--- Begin Records provided ---

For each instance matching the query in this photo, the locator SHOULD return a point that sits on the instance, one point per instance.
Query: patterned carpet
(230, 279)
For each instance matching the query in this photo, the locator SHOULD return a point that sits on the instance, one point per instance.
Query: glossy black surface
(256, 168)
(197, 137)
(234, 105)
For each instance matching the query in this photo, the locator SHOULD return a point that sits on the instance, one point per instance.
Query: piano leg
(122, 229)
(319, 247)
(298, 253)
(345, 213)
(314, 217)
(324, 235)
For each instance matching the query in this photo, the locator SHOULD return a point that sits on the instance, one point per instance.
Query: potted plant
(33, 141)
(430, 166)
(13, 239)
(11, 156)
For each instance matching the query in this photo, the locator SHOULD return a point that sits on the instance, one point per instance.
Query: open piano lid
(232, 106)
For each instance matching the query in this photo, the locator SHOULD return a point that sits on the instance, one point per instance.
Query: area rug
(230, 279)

--- End Records provided ---
--- Begin Records provided ---

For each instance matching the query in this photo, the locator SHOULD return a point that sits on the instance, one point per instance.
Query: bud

--- End Records provided ---
--- Begin Records provided ---

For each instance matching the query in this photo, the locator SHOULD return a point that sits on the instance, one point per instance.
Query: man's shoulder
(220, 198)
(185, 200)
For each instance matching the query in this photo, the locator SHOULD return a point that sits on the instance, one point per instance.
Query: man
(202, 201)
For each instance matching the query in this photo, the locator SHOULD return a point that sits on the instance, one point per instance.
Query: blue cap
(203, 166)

--- End Records provided ---

Find each line in the items above that contains the word "piano" and copy those lines out.

Query: piano leg
Query: open piano lid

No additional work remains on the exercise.